== Exercice proposé ==
Recopiez intégralement et à l'identique l'éditorial sur l'élection présidentielle au Liban.

L’éditorial
Bousculant soudain les clivages partisans, prenant de court même ses principaux alliés chrétiens pour avancer la candidature de Sleiman Frangié, Saad Hariri lançait, il y a quelques semaines, un gros pavé dans la mare désespérément stagnante de l’élection présidentielle. C’est un gigantesque bloc de béton, cette fois, que larguait lundi à son tour (en retour ?) Samir Geagea, en enfonçant les mêmes lignes de faille pour adouber en grande pompe, gâteau et champagne inclus, son ennemi intime de trente ans, le général Michel Aoun.
Entre les deux leaders sunnite et maronite du 14 Mars, il y a bien davantage là, toutefois, qu’un prêté pour un rendu. Bien que se parant, à juste titre d’ailleurs, d’une dimension nationale, la démarche du Dr Geagea est, avant toute chose, panchrétienne. D’ores et déjà, elle a indéniablement pour effet de réinsérer avec force, dans l’équation présidentielle, un paramètre maronite que paraissaient marginaliser, ces derniers temps, les faiseurs de rois locaux. Situation des plus anormales que celle-ci, s’agissant en effet d’une charge traditionnellement dévolue aux chrétiens : ceux-là mêmes sans lesquels jamais n’aurait vu le jour le Liban, dans ses structures et frontières actuelles.
Un peu à l’image de ce Nelson Mandela dont les épreuves et réalisations meublaient les lectures du prisonnier de Yarzé, c’est une croix sur un douloureux passé qui est salutairement faite ainsi par les deux fortes têtes de la maronité libanaise. C’est le grand schisme chrétien, teinté de sang, s’alimentant d’échanges haineux, qui paraît liquidé. Le plus insolite, le plus extraordinaire pourtant, c’est que ce coup d’éclat est en quelque sorte un très singulier putsch à rebours : le bénéficiaire apparent n’en est pas l’auteur, mais le vieux rival devenu partenaire.

(Extraits de jeux de données de pointage)
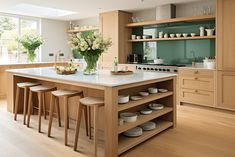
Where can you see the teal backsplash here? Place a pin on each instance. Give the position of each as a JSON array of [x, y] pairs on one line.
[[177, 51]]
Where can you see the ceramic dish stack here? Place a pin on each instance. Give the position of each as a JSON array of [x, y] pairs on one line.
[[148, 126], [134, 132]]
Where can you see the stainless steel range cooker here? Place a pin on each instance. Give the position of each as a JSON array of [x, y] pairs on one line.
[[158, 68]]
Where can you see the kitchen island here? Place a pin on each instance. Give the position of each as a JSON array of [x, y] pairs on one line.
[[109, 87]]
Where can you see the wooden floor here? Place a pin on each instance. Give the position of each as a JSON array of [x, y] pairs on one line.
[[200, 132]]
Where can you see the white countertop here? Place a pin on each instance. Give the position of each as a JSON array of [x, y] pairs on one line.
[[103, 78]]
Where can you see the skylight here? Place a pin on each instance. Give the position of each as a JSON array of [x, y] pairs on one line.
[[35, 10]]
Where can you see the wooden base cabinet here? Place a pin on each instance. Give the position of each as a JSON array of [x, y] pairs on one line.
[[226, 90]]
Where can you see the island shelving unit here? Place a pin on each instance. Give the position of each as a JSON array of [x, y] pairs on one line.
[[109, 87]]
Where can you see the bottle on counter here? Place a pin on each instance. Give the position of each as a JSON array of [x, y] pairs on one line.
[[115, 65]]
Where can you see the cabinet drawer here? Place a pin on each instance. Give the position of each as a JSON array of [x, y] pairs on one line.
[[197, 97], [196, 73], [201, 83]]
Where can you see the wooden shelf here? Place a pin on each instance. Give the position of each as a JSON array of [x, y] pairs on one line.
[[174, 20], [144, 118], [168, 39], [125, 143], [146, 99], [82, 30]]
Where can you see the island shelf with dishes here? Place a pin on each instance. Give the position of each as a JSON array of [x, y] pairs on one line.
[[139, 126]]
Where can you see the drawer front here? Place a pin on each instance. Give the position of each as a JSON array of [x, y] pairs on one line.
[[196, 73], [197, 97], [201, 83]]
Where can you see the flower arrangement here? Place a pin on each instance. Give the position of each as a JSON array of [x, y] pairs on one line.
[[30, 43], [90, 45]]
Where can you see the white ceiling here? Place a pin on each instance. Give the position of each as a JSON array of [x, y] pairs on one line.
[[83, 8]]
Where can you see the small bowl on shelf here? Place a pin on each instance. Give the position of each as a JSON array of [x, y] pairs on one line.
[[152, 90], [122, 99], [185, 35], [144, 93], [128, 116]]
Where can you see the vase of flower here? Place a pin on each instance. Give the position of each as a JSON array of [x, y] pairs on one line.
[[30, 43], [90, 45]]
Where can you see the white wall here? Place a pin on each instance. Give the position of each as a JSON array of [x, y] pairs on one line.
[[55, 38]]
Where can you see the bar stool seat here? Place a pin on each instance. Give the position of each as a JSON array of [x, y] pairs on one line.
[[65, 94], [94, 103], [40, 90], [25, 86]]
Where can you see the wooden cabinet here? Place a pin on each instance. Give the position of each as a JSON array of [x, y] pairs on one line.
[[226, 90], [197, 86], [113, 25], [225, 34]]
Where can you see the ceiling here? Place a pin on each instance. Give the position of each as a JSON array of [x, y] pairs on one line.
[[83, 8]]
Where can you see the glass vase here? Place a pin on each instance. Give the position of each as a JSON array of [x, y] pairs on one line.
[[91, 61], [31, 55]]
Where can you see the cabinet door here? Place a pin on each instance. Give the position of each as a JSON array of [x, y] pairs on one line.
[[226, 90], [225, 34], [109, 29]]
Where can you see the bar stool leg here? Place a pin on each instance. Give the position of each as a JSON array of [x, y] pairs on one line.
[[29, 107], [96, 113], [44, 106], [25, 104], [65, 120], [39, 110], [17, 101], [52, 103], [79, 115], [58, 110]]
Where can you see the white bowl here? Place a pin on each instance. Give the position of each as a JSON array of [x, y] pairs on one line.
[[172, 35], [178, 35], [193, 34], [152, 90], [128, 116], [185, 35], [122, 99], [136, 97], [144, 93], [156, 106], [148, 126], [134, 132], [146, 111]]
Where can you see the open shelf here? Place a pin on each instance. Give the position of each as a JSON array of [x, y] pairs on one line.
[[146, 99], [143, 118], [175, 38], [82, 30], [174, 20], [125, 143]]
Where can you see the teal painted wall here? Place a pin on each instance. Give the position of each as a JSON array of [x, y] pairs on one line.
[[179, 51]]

--

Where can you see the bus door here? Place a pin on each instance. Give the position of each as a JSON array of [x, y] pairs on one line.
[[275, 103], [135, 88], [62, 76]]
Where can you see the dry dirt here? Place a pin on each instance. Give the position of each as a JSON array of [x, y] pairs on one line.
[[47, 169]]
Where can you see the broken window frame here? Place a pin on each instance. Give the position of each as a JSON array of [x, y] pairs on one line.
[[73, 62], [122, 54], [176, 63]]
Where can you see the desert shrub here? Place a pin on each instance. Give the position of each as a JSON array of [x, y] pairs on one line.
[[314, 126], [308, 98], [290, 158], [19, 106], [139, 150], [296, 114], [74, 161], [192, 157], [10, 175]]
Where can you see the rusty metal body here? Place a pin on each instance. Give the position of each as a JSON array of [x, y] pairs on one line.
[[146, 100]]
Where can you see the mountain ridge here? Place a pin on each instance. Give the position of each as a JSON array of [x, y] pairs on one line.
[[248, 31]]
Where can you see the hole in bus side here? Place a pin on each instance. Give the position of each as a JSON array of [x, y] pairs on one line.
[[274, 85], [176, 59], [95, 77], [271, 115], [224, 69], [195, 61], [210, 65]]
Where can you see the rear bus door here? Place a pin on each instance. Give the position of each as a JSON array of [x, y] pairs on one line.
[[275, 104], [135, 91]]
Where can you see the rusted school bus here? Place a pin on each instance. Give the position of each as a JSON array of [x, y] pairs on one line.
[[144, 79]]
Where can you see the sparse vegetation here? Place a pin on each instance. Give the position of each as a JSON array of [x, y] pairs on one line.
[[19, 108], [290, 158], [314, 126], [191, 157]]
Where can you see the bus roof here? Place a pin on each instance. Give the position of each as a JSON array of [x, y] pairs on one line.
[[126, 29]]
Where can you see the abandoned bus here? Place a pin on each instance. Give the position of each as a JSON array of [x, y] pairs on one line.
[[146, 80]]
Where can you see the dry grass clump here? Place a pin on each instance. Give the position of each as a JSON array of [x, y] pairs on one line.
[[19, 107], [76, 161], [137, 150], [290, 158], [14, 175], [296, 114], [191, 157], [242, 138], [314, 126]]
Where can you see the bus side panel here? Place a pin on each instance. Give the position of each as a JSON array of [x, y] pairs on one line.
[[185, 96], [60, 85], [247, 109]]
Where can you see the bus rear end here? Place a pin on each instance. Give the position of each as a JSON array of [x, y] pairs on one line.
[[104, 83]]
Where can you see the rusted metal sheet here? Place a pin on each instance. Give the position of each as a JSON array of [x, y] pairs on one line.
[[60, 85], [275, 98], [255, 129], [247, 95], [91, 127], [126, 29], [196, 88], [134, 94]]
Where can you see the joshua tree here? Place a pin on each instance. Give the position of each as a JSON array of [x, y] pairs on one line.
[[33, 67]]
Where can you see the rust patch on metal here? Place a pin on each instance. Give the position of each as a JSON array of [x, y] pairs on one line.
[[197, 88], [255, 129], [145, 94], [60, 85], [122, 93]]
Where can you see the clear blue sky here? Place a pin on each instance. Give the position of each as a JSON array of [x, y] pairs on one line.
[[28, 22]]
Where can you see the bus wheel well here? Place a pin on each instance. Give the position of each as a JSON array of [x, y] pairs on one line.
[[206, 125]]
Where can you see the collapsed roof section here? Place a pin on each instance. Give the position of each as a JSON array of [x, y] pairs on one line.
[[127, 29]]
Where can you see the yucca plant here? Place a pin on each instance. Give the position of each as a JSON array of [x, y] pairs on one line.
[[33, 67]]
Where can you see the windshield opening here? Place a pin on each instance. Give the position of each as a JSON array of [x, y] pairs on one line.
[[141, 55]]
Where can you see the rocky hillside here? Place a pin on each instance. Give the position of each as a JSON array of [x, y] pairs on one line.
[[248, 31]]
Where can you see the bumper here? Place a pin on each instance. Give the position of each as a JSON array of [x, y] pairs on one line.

--

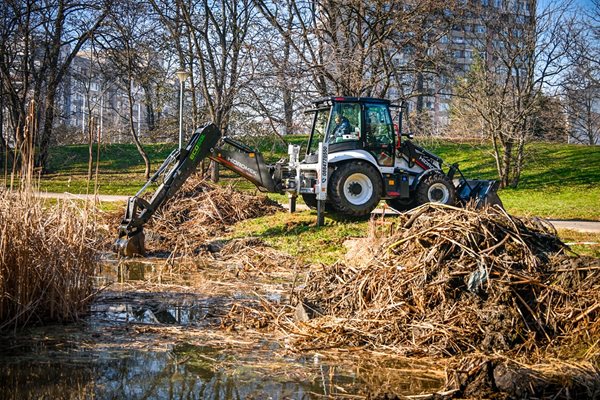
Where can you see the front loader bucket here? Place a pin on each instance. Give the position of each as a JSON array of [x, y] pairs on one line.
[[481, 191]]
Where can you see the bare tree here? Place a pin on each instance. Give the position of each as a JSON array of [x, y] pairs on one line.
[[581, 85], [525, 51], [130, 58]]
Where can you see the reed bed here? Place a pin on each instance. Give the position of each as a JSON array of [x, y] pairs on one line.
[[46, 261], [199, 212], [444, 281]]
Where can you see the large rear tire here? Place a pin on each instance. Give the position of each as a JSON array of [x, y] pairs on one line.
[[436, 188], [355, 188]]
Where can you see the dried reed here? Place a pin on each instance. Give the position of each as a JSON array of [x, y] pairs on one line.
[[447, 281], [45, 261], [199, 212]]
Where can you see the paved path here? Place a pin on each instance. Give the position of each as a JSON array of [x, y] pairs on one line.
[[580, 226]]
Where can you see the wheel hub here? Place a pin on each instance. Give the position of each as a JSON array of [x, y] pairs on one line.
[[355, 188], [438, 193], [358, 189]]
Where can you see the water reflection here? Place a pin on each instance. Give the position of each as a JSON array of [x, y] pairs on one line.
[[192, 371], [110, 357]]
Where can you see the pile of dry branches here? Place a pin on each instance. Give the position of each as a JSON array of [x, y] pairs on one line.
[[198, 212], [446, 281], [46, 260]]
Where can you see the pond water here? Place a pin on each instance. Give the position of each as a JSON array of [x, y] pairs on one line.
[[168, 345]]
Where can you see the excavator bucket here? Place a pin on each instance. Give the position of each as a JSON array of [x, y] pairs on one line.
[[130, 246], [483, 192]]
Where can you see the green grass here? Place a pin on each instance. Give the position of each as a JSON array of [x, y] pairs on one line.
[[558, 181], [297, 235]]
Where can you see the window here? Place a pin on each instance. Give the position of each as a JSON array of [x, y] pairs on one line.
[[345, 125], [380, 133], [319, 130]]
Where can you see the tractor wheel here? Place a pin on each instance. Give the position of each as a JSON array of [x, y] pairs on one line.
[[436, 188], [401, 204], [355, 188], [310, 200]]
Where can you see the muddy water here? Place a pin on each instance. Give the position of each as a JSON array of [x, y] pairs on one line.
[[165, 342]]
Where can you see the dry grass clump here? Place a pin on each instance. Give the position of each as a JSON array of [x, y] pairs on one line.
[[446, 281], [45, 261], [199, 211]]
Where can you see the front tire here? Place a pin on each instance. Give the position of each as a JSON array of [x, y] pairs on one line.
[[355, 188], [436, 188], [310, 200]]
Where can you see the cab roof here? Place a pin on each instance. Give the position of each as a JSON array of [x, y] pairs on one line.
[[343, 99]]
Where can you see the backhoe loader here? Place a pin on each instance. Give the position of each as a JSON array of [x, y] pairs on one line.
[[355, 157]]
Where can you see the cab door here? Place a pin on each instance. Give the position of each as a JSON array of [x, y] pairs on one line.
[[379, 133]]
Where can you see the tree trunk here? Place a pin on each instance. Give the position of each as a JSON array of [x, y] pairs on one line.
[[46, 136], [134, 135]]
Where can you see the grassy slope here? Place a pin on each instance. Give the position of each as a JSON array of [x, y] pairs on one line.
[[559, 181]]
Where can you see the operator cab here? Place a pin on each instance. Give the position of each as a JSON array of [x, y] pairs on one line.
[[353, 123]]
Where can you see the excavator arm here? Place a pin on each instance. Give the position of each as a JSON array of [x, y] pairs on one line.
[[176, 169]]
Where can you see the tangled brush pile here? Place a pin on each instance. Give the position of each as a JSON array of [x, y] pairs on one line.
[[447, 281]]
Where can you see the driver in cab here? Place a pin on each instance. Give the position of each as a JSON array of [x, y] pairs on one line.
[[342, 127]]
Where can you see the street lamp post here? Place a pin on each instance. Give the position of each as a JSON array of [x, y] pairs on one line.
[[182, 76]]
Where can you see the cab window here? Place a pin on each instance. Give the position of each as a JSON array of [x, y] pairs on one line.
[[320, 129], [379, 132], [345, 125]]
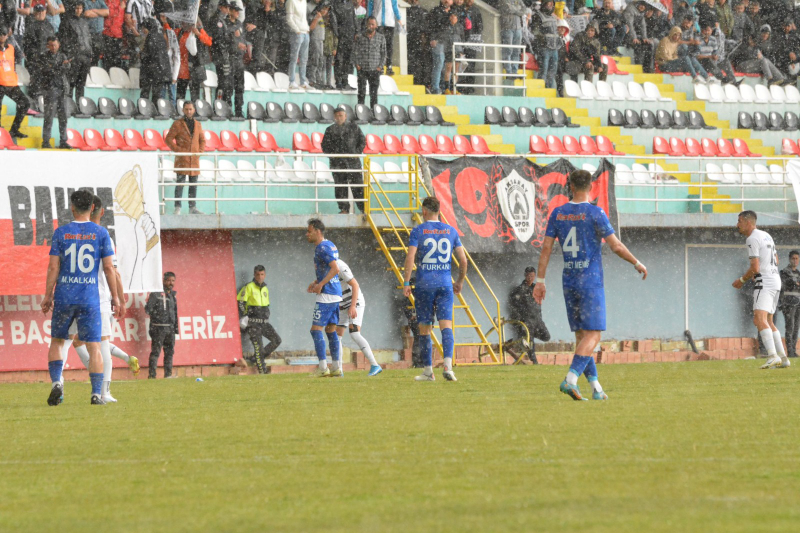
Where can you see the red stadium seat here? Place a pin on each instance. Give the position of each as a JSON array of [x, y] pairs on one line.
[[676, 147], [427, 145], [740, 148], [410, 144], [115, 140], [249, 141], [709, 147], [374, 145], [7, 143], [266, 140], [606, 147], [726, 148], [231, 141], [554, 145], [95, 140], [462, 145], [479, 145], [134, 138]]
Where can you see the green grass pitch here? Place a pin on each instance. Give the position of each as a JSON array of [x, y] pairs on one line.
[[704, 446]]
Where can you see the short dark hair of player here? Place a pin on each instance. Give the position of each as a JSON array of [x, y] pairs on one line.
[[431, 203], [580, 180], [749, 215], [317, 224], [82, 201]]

== Réponse attendue ==
L’éditorial
Bousculant soudain les clivages partisans, prenant de court même ses principaux alliés chrétiens pour avancer la candidature de Sleiman Frangié, Saad Hariri lançait, il y a quelques semaines, un gros pavé dans la mare désespérément stagnante de l’élection présidentielle. C’est un gigantesque bloc de béton, cette fois, que larguait lundi à son tour (en retour ?) Samir Geagea, en enfonçant les mêmes lignes de faille pour adouber en grande pompe, gâteau et champagne inclus, son ennemi intime de trente ans, le général Michel Aoun.
Entre les deux leaders sunnite et maronite du 14 Mars, il y a bien davantage là, toutefois, qu’un prêté pour un rendu. Bien que se parant, à juste titre d’ailleurs, d’une dimension nationale, la démarche du Dr Geagea est, avant toute chose, panchrétienne. D’ores et déjà, elle a indéniablement pour effet de réinsérer avec force, dans l’équation présidentielle, un paramètre maronite que paraissaient marginaliser, ces derniers temps, les faiseurs de rois locaux. Situation des plus anormales que celle-ci, s’agissant en effet d’une charge traditionnellement dévolue aux chrétiens : ceux-là mêmes sans lesquels jamais n’aurait vu le jour le Liban, dans ses structures et frontières actuelles.
Un peu à l’image de ce Nelson Mandela dont les épreuves et réalisations meublaient les lectures du prisonnier de Yarzé, c’est une croix sur un douloureux passé qui est salutairement faite ainsi par les deux fortes têtes de la maronité libanaise. C’est le grand schisme chrétien, teinté de sang, s’alimentant d’échanges haineux, qui paraît liquidé. Le plus insolite, le plus extraordinaire pourtant, c’est que ce coup d’éclat est en quelque sorte un très singulier putsch à rebours : le bénéficiaire apparent n’en est pas l’auteur, mais le vieux rival devenu partenaire.